INSTRUCTION:
Scale the entries from the line with "Can you find the metal" to the line with "[[52, 994], [92, 977], [113, 969], [73, 983]]", both included, and give only those lines, with the requests unchanged. Multiply every point coordinate in the answers by 0.7 and round each result to a whole number, rounding halves up.

-------- INPUT ROWS --------

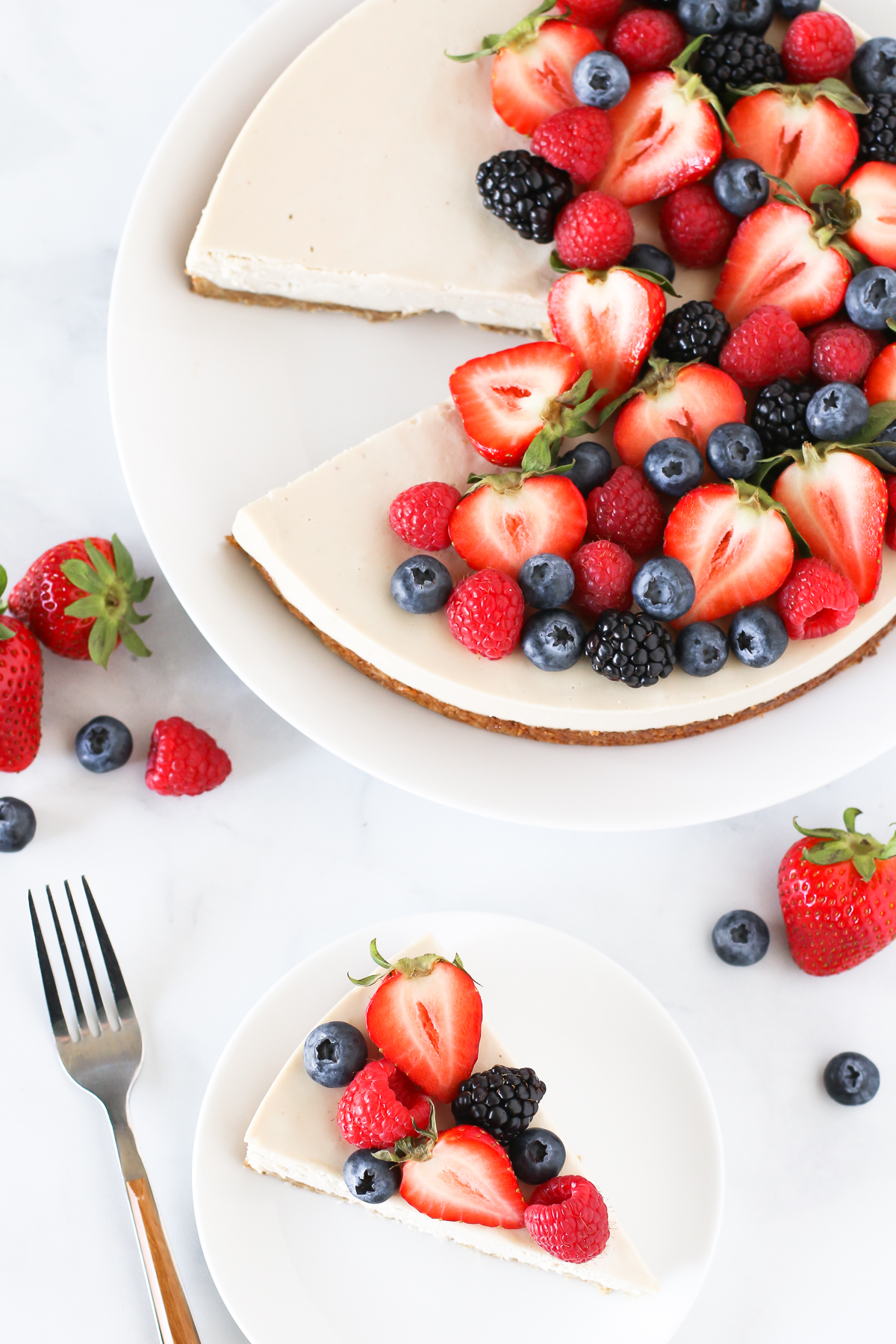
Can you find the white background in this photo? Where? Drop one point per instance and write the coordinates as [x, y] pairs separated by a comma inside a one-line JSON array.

--------
-------- INPUT ROWS --------

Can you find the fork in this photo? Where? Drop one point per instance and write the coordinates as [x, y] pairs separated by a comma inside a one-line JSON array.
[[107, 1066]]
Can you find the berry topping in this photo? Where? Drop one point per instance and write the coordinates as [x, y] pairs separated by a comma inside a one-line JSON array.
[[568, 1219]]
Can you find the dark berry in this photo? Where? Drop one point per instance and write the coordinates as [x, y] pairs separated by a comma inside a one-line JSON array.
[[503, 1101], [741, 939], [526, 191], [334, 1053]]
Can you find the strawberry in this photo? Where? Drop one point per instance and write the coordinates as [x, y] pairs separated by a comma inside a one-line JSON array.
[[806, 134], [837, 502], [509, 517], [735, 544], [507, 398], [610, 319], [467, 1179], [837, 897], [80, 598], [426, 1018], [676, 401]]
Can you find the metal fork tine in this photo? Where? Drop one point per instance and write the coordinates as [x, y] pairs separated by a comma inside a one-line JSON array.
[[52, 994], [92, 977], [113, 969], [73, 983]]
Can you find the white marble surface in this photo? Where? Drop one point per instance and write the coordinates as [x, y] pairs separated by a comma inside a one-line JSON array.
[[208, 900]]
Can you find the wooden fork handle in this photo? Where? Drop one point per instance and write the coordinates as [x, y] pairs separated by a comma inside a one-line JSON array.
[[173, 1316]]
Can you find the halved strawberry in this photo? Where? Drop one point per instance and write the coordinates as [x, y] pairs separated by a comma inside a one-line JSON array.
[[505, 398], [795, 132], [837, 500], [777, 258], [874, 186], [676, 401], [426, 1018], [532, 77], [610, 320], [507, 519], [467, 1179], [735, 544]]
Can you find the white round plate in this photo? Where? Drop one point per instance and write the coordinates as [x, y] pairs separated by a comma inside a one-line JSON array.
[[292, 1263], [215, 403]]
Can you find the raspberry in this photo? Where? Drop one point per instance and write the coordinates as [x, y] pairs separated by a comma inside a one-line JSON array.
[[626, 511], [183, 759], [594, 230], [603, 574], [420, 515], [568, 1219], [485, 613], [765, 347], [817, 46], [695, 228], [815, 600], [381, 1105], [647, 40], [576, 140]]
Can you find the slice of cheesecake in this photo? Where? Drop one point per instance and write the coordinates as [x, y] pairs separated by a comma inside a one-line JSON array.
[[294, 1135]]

--------

EXERCISE OUTPUT:
Can you find the metal fork tine in this photo? Where? Drop one point per instance and write the coordinates as [x, y] pairs separated by a comma inside a one-line JSON array.
[[36, 696], [64, 684], [79, 678], [51, 688]]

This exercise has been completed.